▶ Yazılı görev: Aşağıdaki malzemenin tüm satırlarını "List" yerine "Write" koyarak yeniden yazın, başka hiçbir şeye dokunmayın.

▶ Alıştırma verileri:
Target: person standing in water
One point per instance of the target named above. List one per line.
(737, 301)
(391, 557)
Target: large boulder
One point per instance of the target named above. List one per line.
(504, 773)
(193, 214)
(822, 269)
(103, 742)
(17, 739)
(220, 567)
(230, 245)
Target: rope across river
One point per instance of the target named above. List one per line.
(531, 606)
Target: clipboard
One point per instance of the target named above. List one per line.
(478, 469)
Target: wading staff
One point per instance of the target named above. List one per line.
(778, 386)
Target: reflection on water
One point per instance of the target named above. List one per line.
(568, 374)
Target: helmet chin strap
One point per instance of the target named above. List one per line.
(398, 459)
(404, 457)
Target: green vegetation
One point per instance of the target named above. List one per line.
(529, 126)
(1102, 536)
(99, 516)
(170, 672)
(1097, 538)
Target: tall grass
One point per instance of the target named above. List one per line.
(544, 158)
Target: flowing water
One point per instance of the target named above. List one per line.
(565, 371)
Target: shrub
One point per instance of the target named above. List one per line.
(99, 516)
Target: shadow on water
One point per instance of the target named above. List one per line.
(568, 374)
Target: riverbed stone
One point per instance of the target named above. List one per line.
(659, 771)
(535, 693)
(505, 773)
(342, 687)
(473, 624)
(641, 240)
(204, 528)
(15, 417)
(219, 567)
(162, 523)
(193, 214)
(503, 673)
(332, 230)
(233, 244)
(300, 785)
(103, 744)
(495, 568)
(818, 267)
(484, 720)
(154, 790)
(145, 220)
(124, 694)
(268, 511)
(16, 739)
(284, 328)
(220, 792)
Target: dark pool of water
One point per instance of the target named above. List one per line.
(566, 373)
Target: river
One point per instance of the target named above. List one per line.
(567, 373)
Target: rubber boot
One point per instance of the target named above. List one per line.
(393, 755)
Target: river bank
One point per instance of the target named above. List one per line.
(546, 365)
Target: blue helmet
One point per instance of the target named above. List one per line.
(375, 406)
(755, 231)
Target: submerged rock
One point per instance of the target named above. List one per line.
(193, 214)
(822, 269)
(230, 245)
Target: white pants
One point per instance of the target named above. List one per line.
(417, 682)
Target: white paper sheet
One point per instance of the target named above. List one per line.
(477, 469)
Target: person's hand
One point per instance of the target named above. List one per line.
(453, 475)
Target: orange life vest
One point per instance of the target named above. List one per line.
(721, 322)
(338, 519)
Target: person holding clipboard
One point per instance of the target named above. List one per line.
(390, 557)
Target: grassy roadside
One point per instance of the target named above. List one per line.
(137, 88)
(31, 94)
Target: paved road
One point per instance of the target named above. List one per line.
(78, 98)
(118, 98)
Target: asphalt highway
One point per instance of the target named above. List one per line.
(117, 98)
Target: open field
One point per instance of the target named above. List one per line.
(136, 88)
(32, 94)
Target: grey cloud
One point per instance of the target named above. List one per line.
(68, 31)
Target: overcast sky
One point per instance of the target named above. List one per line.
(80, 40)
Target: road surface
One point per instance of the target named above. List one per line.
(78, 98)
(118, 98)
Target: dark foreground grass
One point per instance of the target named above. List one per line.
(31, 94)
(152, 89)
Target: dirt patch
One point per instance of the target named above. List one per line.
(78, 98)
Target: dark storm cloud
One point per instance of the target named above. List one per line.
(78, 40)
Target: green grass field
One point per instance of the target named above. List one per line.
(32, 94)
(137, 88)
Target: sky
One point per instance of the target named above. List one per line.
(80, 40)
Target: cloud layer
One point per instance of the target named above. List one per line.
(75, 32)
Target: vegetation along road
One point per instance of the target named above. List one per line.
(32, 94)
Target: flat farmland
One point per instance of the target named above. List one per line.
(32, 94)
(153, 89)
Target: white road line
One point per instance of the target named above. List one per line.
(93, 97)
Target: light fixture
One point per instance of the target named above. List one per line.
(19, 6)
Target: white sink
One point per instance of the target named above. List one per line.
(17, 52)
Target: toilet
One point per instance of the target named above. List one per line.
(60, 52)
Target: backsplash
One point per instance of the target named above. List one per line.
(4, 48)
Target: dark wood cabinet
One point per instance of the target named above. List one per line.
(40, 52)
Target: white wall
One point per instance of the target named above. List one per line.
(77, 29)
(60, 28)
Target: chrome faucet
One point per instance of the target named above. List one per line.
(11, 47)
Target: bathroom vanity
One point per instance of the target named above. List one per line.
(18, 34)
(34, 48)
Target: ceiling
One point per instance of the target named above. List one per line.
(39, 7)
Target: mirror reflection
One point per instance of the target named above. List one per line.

▶ Alıştırma sonucu:
Target: person standing in water
One point per instance of the target named above. Write one per line.
(737, 301)
(391, 557)
Target: large boulder
One point per instance of the target named above. Write one per line.
(504, 773)
(193, 214)
(822, 269)
(103, 742)
(17, 739)
(220, 567)
(230, 245)
Target: rope across river
One point per instance of the target named above. Write one per line.
(531, 606)
Target: clipboard
One point per instance of the target named above. Write one per line.
(478, 469)
Target: wading staff
One point per instance of the target named above. Write one per line.
(778, 386)
Target: reflection on water
One point per instance of the target named above. Write one per line.
(568, 374)
Target: helmet chin strap
One point per instance of the target named above. Write one per line.
(398, 459)
(404, 457)
Target: green vegetation
One point per instance of the target named above. Write one per line.
(529, 126)
(1102, 536)
(99, 516)
(170, 672)
(1097, 538)
Target: tall grass
One point per instance of the target named above. Write one per line.
(544, 158)
Target: flowing water
One point per instance of the target named above. Write one per line.
(565, 371)
Target: shrub
One point per instance of the target named above. Write one per line.
(99, 516)
Target: shadow on water
One point per instance of the target named above. Write one per line.
(568, 374)
Target: riverbed stone
One point per instance of the target named above. Write one per line.
(659, 771)
(535, 693)
(505, 773)
(342, 687)
(473, 624)
(641, 240)
(204, 528)
(15, 417)
(219, 567)
(162, 523)
(193, 214)
(503, 673)
(332, 230)
(233, 244)
(300, 785)
(103, 744)
(495, 568)
(818, 267)
(484, 720)
(154, 790)
(145, 220)
(124, 694)
(268, 511)
(16, 739)
(284, 328)
(220, 792)
Target: dark pool of water
One point per instance of the target named above. Write one per line.
(566, 373)
Target: river
One point per instance of the target named above. Write one per line.
(567, 373)
Target: rubber boot
One point per instance of the target named above. Write one per line.
(393, 755)
Target: river bank
One point per instance of the target named above. Write one per line.
(546, 365)
Target: blue helmet
One point per instance of the target named above. Write one per line.
(375, 406)
(755, 231)
Target: submerged rock
One point per instance of the target named above. Write one per line.
(193, 214)
(822, 269)
(230, 245)
Target: white pants
One point per instance of the target named above. Write one per line.
(417, 682)
Target: white paper sheet
One point per instance of the target named above. Write one per line.
(477, 469)
Target: person's hand
One point per instance of the target named above. Write one per line.
(453, 475)
Target: orange life vest
One point per instance of the target named above. Write one per line.
(721, 322)
(338, 519)
Target: person holding clipboard
One point per instance of the target named above. Write one per line.
(390, 557)
Target: grassy roadside
One point per instance of the target named above. Write one per line.
(137, 88)
(31, 94)
Target: paved road
One point per instance of the target named above. Write one per line.
(78, 98)
(118, 98)
Target: asphalt highway
One point per instance of the target named above. Write one per line.
(117, 98)
Target: open field
One point per instance of the target named above. Write one per line.
(136, 88)
(32, 94)
Target: grey cloud
One point per instance of the target named above. Write one per line.
(68, 31)
Target: overcast sky
One point per instance of the target named above. Write one per line.
(80, 40)
Target: road surface
One point per instance of the target named above. Write one per line.
(78, 98)
(118, 98)
Target: dark foreground grass
One point per instance of the target named above. Write one per line.
(31, 94)
(152, 89)
Target: dirt patch
One point per instance of the target named above. Write one per line.
(78, 98)
Target: dark storm cloud
One point per instance of the target named above. Write one per line.
(78, 40)
Target: green grass field
One point per instance of the target named above. Write one per line.
(32, 94)
(137, 88)
Target: sky
One point per instance of the target named above. Write one per line.
(80, 40)
Target: cloud layer
One point per instance of the target named above. Write one per line.
(75, 32)
Target: vegetation along road
One point per instance of the target named above. Write one per line.
(32, 94)
Target: flat farmland
One point per instance of the target named above. Write one per line.
(32, 94)
(153, 89)
Target: white road line
One point per instance of the target named above. Write one per line.
(93, 97)
Target: light fixture
One point per instance of the target named above. Write one per line.
(19, 6)
Target: white sink
One point per instance of the target named above. Write one per line.
(17, 52)
Target: toilet
One point per instance of the target named above. Write one per line.
(60, 52)
Target: backsplash
One point per instance of the target named above. Write one per line.
(4, 48)
Target: dark wood cabinet
One point per instance of the target named above. Write one per line.
(40, 52)
Target: white wall
One point per instance of the target named above. Write one per line.
(77, 29)
(60, 28)
Target: chrome faucet
One point per instance of the target named above. Write one per line.
(11, 47)
Target: bathroom vanity
One point per instance of the target named above. Write one per line.
(18, 34)
(34, 48)
Target: ceiling
One point per instance of the target named above. Write one per line.
(39, 7)
Target: mirror reflection
One point per instance of the target named above. Write one per line.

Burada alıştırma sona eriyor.